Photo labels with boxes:

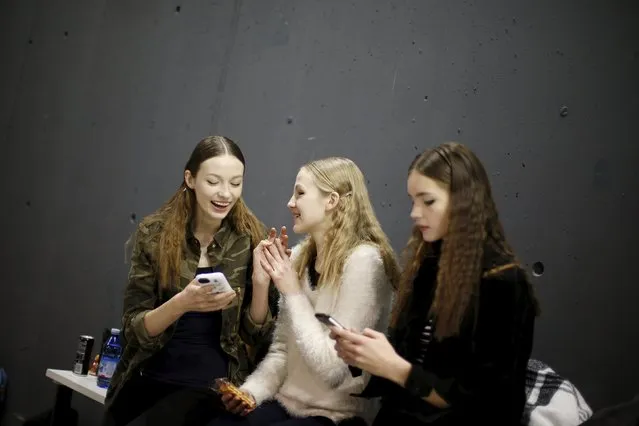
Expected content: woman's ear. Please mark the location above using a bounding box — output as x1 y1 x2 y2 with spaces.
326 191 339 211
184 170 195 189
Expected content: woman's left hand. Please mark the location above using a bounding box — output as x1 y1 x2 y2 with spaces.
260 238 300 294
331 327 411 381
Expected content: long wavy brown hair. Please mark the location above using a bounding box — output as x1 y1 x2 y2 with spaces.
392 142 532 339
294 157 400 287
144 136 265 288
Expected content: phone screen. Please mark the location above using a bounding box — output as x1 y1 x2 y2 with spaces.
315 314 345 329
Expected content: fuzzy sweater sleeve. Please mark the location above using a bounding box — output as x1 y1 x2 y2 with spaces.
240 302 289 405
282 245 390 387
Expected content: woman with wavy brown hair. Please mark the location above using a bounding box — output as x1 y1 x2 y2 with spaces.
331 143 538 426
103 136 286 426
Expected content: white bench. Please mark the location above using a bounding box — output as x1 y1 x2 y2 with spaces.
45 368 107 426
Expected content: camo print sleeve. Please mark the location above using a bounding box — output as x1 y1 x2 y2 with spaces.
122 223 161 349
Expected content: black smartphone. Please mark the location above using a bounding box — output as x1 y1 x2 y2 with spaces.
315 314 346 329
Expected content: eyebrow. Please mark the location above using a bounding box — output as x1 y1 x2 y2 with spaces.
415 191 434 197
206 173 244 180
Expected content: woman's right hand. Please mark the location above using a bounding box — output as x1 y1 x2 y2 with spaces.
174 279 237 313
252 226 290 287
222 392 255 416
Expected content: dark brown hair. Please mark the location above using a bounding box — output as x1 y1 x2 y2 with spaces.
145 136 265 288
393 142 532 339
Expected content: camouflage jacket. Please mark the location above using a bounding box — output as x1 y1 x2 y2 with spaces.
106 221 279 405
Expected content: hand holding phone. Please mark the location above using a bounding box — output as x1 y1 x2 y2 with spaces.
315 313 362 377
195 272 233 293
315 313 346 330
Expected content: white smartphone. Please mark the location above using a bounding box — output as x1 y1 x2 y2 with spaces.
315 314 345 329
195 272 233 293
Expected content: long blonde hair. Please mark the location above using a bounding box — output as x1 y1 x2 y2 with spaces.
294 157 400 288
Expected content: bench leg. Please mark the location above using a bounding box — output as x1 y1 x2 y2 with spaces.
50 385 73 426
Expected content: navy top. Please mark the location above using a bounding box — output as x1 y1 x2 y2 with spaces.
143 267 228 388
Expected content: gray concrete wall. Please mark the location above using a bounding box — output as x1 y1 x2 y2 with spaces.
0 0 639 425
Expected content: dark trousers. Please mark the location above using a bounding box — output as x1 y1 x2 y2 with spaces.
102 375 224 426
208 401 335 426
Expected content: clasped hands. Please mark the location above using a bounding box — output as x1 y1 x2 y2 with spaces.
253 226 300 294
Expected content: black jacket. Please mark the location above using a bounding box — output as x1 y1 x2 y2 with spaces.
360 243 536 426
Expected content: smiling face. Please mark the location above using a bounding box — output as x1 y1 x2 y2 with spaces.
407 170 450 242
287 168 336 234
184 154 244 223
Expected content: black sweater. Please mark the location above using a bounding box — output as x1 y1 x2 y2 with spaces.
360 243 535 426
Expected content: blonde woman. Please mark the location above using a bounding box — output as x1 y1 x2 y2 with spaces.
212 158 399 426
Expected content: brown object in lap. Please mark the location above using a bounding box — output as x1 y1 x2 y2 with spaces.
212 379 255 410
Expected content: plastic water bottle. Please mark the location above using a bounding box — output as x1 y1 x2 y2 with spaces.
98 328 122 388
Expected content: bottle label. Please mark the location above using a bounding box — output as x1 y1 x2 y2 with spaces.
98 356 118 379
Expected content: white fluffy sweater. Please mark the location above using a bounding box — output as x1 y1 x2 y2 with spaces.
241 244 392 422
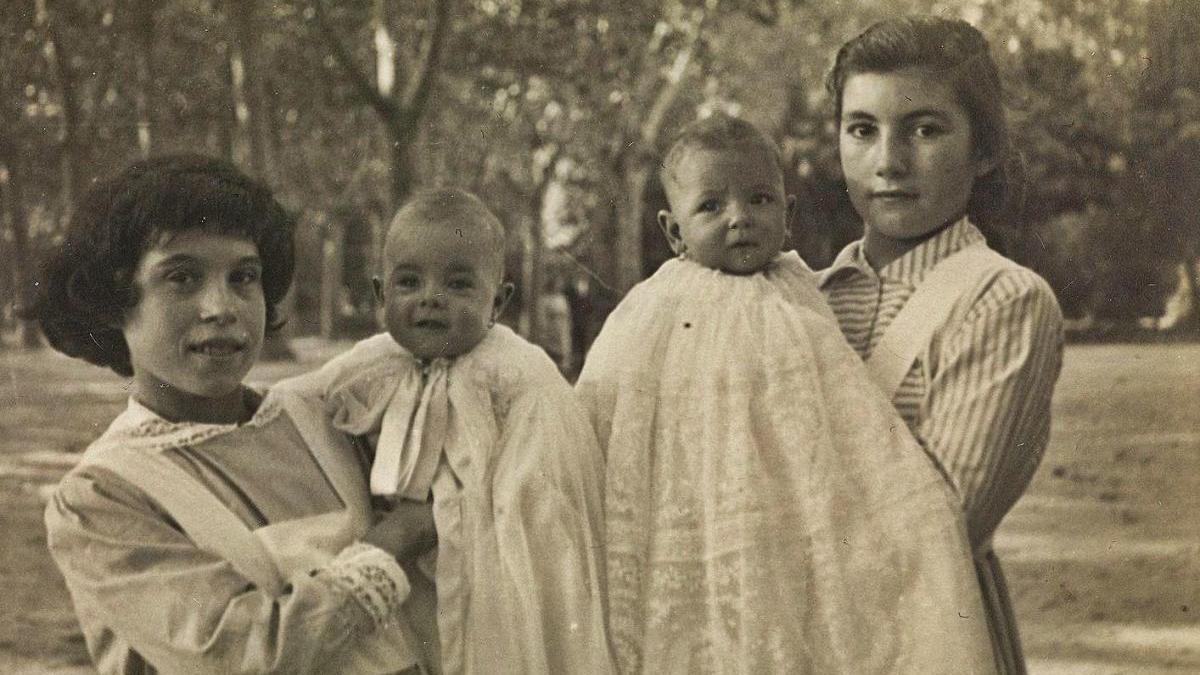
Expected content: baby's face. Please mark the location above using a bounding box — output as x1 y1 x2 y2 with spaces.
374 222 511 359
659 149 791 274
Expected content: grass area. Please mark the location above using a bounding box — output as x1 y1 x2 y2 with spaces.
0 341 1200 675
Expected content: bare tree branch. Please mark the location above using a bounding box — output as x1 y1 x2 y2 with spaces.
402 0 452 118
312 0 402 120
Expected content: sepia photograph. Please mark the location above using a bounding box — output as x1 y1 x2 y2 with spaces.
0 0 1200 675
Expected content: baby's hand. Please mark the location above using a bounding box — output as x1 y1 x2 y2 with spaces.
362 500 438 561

* _What you are asked to do_
Format every line of the listing above as a numbered list, dropping any blank lines. Leave the pictures out of the answer.

* _Result_
1. Expected content: woman's ear. Please mark the location above using a bounding box — output as x1 y1 x2 y2 with spaces.
2. 326 191 339 211
3. 184 170 195 189
4. Expected content: woman's left hand. Please mark the location above using a bounding box — output as x1 y1 x2 y2 with spaces.
5. 260 238 300 294
6. 331 327 411 381
7. Expected content: long wavy brown hair. Please mark the location above using a bounding box — output as x1 y1 x2 y2 with spaces.
8. 392 142 532 339
9. 294 157 400 287
10. 144 136 265 288
11. Expected content: phone screen. Please mark the location above using a bounding box — output as x1 y1 x2 y2 with spaces.
12. 315 314 345 329
13. Expected content: fuzzy sweater sleeve. Please mark the location above using a bounding box — output as x1 y1 x2 y2 with spaces.
14. 240 302 289 405
15. 282 245 390 387
16. Expected content: woman with wavy brown hair. Please mark the location above using a bounding box — output as x1 y1 x2 y2 with spaces.
17. 331 143 538 426
18. 103 136 286 426
19. Expected content: white bench. Please mark the location above using a bounding box — output as x1 y1 x2 y2 with spaces.
20. 45 368 107 426
21. Expected content: camo print sleeve. Please mark the location above using a bounding box — output as x1 y1 x2 y2 with spaces.
22. 122 223 161 349
23. Expected content: black smartphone. Please mark the location above using a bounding box — output as x1 y1 x2 y2 with spaces.
24. 315 314 346 329
25. Expected content: eyebrow. Please mark the location above using a bounding box — output as x1 y1 x2 y2 with spaces.
26. 415 191 434 197
27. 206 173 244 180
28. Expected content: woman's right hand. Please mark the location above using a bounding box — output as x1 y1 x2 y2 with spaces.
29. 174 279 237 313
30. 252 226 290 287
31. 222 392 255 416
32. Expected content: dark brown hair. Please mark the location above using a bounding box — output as x1 y1 x2 y2 with spaces.
33. 145 136 265 288
34. 393 142 532 339
35. Expected content: camouflage jacket. Please mark the location above using a bounding box — output as x1 y1 x2 y2 with spaces.
36. 106 221 279 405
37. Expected content: hand holding phone. Please mark the location above using a bounding box — output as x1 y1 x2 y2 with spaces.
38. 315 313 362 377
39. 195 272 233 293
40. 315 313 346 330
41. Expected content: white smartphone. Please mark the location above using a bounding box — output as x1 y1 x2 y2 with spaces.
42. 315 314 345 329
43. 195 272 233 293
44. Expected content: long blonde hair. Please mark the location above using a bounding box — output as x1 y1 x2 y2 with spaces.
45. 294 157 400 288
46. Expected content: bench leg. Please mark the location above using a bounding box — output as x1 y1 x2 y2 with spaces.
47. 50 385 73 426
48. Expected content: navy top. Please mark the location above using a bounding box — output as x1 y1 x2 y2 with spaces.
49. 143 267 228 388
50. Expected content: gray concrete wall. Please mark the location above using a bounding box — output as x1 y1 x2 y2 with spaces.
51. 0 0 639 425
52. Expected content: dark trousers. Please mark the location above using a bounding box — output as x1 y1 x2 y2 with spaces.
53. 102 375 224 426
54. 208 401 335 426
55. Expected content: clasped hands. Please mark the location above using a bounding box — output as x1 y1 x2 y2 with spaces.
56. 253 226 300 294
57. Expected content: black jacket. Please mark the location above using a bounding box — output as x1 y1 x2 y2 with spaces.
58. 360 243 536 426
59. Expected content: smiling face. Please mark the location above using a bounding box — output as x1 y1 x2 y2 with spaces.
60. 407 170 450 242
61. 287 168 336 234
62. 184 154 244 223
63. Expected content: black sweater. Please mark the location above using a bounding box — output as x1 y1 x2 y2 with spaces.
64. 360 243 535 426
65. Expected content: blonde woman. Please mark the location above using a bounding box — output as x1 y1 x2 y2 with spaces.
66. 212 158 399 426
67. Expected content: brown object in lap. Please mark the location above using a bounding box — output as x1 y1 x2 y2 with spaces.
68. 212 379 255 410
69. Expected content: plastic water bottle. Please mark the location above using a bounding box — output as x1 y1 x2 y2 with spaces.
70. 98 328 122 388
71. Expected content: bottle label. Please mark the location above using a bounding box — output as x1 y1 x2 y2 with spaces.
72. 98 356 118 379
73. Expected content: white fluffy sweater. Please mark the location above using a bounding box — output as x1 y1 x2 y2 with spaces.
74. 241 244 392 422
75. Expected content: baby's face. Please mark the location above using a bounding box — output as x1 y1 x2 y2 with spaces.
76. 374 222 511 359
77. 659 149 791 274
78. Expected content: grass area. Please mark the location above using a bounding box — output as x1 y1 x2 y2 with spaces.
79. 0 341 1200 675
80. Expected content: bare tree branch. Please mark the location above using a bounding box — output as x1 y1 x2 y2 with spaces.
81. 402 0 452 118
82. 312 0 402 120
83. Expected content: sepia photograph. Please mark the location above using a bounding box — output as x1 y1 x2 y2 with spaces.
84. 0 0 1200 675
85. Expected content: baby's hand. Please mark the location above using a bounding box — output as x1 y1 x2 y2 with spaces.
86. 362 500 438 561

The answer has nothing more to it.